→ TEXTAUSZUG

------------------------------------------------------------

Eine Frau als Chefin - führen Frauen anders als Männer?

In den Top-Führungspositionen gibt es deutlich mehr Männer als Frauen. Aber die Arbeitswelt 4.0 erfordert einen neuen Führungsstil. Können Frauen diese Art, Mitarbeiter zu führen, besser umsetzen als Männer? Ist das eine Chance für mehr Frauen in der Chefetage?
01.02.2021

Welcher Führungsstil prägt die Arbeitswelt 4.0? Diese Frage stellten wir im Rahmen unserer Studie zum Thema "Neue Normalität" Tausenden von Berufstätigen auf der ganzen Welt. Das Ergebnis: Über drei Viertel (76 %) der Arbeitnehmer wünschen sich empathische und verständnisvolle Vorgesetzte. Gerade diese Eigenschaften werden stereotypisch Frauen zugeschrieben. Ist das tatsächlich so, und liegt ihnen deshalb der "neue Führungsstil" besser als Männern?

------------------------------------------------------------

→ BEREITGESTELLTE DATEN

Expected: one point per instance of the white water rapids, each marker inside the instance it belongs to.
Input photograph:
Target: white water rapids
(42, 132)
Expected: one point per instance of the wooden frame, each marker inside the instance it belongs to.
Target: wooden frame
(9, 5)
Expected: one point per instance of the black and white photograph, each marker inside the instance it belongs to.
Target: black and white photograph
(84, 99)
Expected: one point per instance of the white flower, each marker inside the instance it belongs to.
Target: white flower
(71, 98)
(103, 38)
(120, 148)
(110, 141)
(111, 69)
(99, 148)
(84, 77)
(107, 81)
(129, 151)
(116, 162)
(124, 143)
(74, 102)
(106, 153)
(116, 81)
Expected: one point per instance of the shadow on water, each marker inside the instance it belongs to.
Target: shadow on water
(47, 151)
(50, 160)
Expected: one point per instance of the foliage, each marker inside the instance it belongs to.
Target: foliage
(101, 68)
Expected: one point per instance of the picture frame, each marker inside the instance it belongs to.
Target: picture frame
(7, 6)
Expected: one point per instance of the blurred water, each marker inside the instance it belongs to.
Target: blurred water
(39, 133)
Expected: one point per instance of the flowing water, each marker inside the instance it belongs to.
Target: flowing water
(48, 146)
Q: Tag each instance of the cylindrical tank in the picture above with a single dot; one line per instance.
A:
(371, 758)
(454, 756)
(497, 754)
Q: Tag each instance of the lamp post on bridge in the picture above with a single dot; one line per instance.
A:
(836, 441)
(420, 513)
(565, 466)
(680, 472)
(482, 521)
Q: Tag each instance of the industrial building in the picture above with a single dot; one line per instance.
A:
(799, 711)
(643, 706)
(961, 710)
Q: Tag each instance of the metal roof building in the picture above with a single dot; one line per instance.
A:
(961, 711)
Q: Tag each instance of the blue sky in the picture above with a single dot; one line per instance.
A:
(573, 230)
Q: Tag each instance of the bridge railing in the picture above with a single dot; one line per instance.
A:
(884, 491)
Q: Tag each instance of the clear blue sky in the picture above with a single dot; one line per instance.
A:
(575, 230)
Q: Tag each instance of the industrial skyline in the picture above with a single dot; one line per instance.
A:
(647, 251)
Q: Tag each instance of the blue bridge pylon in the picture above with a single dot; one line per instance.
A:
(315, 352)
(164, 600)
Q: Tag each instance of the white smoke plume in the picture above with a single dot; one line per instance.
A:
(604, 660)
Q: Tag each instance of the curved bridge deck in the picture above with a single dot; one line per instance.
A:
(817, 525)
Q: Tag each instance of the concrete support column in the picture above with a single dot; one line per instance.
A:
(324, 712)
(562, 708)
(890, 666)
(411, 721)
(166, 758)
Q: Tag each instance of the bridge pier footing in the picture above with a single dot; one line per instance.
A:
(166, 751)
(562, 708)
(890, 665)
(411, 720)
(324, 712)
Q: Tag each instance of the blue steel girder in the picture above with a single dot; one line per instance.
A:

------------------------------------------------------------

→ ZIEL
Nehmen Sie den Text über Frauen als Chefinnen wieder auf und schreiben Sie ihn im Anschluss an seinen letzten Satz weiter.

→ ANTWORT UNTEN
 

Der Unterschied im Setzen von Prioritäten

 

Aktuelle Forschungsergebnisse zeigen, dass sich die Führungsstile beider Geschlechter in weiten Teilen ähneln. Unterschiede machen sich jedoch bei den jeweiligen Prioritäten bemerkbar: Frauen legen mehr Wert auf intensive Kundenbindungen und zufriedene Mitarbeiter. Sie motivieren ihre Mitarbeiter über Strategien, die eine bessere Situation im Beruf sowie Vereinbarkeit von Familie und Beruf versprechen, also mehr Flexibilität oder Weiterbildungsmöglichkeiten. Im Gegensatz dazu greifen Männer meist auf monetäre Belohnungssysteme zurück oder bieten Mitarbeitern sachliche Leistungen (Dienstwagen, Firmennotebooks) an, um sie an das Unternehmen zu binden.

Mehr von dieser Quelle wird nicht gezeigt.